DOCUMENT EXCERPT
★ ★ ★ ★

Static arrays VS. dynamic arrays in C++11

I know that it's a very old debate that has already been discussed many times all over the world. But I'm currently having troubles deciding which method I should use rather than another between static and dynamic arrays in a particular case. Actually, I woudn't have used C++11, I would have used static arrays. But I'm now confused since there could be equivalent benefits with both.
First solution:
template<size_t N>
class Foo
{
private:
int array[N];
public:
// Some functions
}
Second solution:
template<size_t N>
class Foo
{
private:
int* array;
public:
// Some functions
}
I can't happen to chose since the two have their own advantages:
Static arrays are faster, and we don't care about memory managment at all.
Dynamic arrays do not weigth anything as long as memory is not allocated. After that, they are less handy to use than static arrays. But since C++11, we can have great benefits from move semantics, which we can not use with static arrays.
I don't think there is one good solution, but I would like to get some advice or just to know what you think of all that.

I will actually disagree with the "it depends". Never use option 2. If you want to use a translationtime constant, always use option 1 or std::array. The one advantage you listed, that dynamic arrays weigh nothing until allocated, is actually a horrible, huge disadvantage, and one that needs to be pointed out with great emphasis.
Do not ever have objects that have more than one phase of construction. Never, ever. That should be a rule committed to memory through some large tattoo. Just never do it.
When you have zombies objects that are not quite alive yet, though not quite dead either, the complexity in managing their lifetime grows exponentially. You have to check in every method whether it is fully alive, or only pretending to be alive. Exception safety requires special cases in your destructor. Instead of one simple construction and automatic destruction, you've now added requirements that must be checked at N different places (# methods + dtor). And the compiler doesn't care if you check. And other engineers won't have this requirement broadcast, so they may adjust your code in unsafe ways, using variables without checking. And now all these methods have multiple behaviors depending on the state of the object, so every user of the object needs to know what to expect. Zombies will ruin your (coding) life.

★ ★ ★ ★

DIRECTION 1
In the thread on static versus dynamic arrays, copy the passage from "Dynamic arrays do" up to and including "with great emphasis." without changing a word.
DIRECTION 2
List every advantage that the person asking in the static-versus-dynamic-arrays thread names for either kind of array.
DIRECTION 3
Pick up the static-versus-dynamic-arrays thread after its last sentence and continue writing it.
The lines after this text play no part in the work here.

RECORDED INFORMATION
★ ★ ★ ★

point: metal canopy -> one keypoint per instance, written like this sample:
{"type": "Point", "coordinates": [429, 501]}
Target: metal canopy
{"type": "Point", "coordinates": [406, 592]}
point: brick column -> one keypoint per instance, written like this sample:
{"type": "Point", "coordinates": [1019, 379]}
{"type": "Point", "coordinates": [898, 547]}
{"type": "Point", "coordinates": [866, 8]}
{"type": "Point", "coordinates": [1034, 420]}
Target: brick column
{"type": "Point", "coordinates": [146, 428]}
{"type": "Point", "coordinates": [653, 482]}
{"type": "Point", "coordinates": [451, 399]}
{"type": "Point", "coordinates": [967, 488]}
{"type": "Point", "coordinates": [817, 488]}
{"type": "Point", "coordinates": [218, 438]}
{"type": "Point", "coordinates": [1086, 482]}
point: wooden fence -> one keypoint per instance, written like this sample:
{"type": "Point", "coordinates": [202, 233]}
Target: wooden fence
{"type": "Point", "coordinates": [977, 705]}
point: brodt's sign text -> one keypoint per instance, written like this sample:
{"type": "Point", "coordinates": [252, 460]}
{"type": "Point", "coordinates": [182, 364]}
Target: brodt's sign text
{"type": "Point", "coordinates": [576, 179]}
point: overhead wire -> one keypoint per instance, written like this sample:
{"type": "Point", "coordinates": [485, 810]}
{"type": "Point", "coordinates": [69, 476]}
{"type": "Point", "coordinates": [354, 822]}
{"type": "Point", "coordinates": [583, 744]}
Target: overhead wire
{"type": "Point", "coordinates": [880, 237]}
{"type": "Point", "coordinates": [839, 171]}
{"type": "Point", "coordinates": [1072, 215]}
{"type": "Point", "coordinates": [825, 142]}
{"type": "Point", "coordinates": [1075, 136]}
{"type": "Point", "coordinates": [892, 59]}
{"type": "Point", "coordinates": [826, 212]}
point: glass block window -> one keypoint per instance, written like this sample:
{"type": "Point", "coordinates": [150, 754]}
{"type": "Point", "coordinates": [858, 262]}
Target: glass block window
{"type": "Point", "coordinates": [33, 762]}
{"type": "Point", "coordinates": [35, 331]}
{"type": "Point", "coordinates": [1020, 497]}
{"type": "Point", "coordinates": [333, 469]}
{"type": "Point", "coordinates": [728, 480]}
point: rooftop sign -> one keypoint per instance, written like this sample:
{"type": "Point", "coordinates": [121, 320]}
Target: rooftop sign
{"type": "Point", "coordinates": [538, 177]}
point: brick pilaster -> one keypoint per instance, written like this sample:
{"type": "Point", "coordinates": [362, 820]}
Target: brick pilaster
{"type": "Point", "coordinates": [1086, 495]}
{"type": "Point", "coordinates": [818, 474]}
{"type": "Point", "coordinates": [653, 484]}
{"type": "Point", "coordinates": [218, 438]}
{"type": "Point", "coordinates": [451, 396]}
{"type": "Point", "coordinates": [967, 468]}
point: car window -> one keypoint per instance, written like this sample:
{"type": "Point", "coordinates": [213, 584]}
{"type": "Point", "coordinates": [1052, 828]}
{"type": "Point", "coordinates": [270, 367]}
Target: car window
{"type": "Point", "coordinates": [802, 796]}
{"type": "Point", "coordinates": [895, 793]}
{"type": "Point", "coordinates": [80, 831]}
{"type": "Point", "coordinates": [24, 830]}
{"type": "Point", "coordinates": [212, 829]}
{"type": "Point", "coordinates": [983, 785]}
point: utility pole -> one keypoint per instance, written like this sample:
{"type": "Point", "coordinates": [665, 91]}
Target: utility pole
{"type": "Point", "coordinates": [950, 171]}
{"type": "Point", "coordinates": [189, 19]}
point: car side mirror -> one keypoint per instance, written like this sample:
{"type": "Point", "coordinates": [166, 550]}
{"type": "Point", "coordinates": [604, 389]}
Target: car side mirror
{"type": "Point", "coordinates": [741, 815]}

★ ★ ★ ★

WRITTEN REPLY 1
Dynamic arrays do not weigth anything as long as memory is not allocated. After that, they are less handy to use than static arrays. But since C++11, we can have great benefits from move semantics, which we can not use with static arrays.
I don't think there is one good solution, but I would like to get some advice or just to know what you think of all that.

I will actually disagree with the "it depends". Never use option 2. If you want to use a translationtime constant, always use option 1 or std::array. The one advantage you listed, that dynamic arrays weigh nothing until allocated, is actually a horrible, huge disadvantage, and one that needs to be pointed out with great emphasis.

WRITTEN REPLY 2
- Static arrays are faster.
- With static arrays, there is no need to care about memory management.
- Dynamic arrays weigh nothing as long as memory is not allocated.
- Since C++11, dynamic arrays can benefit from move semantics, which cannot be used with static arrays.

WRITTEN REPLY 3
Instead, if you have two different natural lifetimes in your program, use two different objects. But that means you have two different states in your program, so you should have a state machine, with one state having just one object and another state with both, separated by an asynchronous event. If there is no asynchronous event between the two points, if they all fit in one function scope, then the separation is artifical and you should be doing single phase construction.
The only case where a translation time size should translate to a dynamic allocation is when the size is too large for the stack. This then gets to memory optimisation, and it should always be evaluated using memory and profiling tools to see what's best. Option 2 will never be best (it uses a naked pointer - so again we lose RAII and any automatic cleanup and management, adding invariants and making the code more complex and easily breakable by others). Vector (as suggested by bitmask) would be the appropriate first thought, though you may not like the heap allocation costs in time. Other options might be static space in your application's image. But again, these should only be considered once you've determined that you have a memory constraint and what to do from there should be determined by actual measurable needs.

Use neither. You're better off using std::vector in nearly any case. In the other cases, that heavily depends on the reason why std::vector would be insufficient and hence cannot be answered generally!

I'm currently having a problem to decide which one I should use more than another in a particular case.
You'll need to consider your options case-by-case to determine the optimal solution for the given context -- that is, a generalization cannot be made. If one container were ideal for every scenario, the other would be obsolete.
As mentioned already, consider using std implementations before writing your own.
More details:
Fixed Length
Be careful of how much of the stack you consume.
May consume more memory, if you treat it as a dynamically sized container.
Fast copies.
Variable Length
Reallocation and resizing can be costly.
May consume more memory than needed.
Fast moves.
The better choice also requires you understand the complexity of creation, copy, assign, etc. of the element types.
And if you do use std implementations, remember that implementations may vary.
Finally, you can create a container for these types which abstract the implementation details and dynamically select an appropriate data member based on the size and context -- abstracting the detail behind a general interface. This is also useful at times to disable features, or to make some operations (e.g. costly copies) more obvious.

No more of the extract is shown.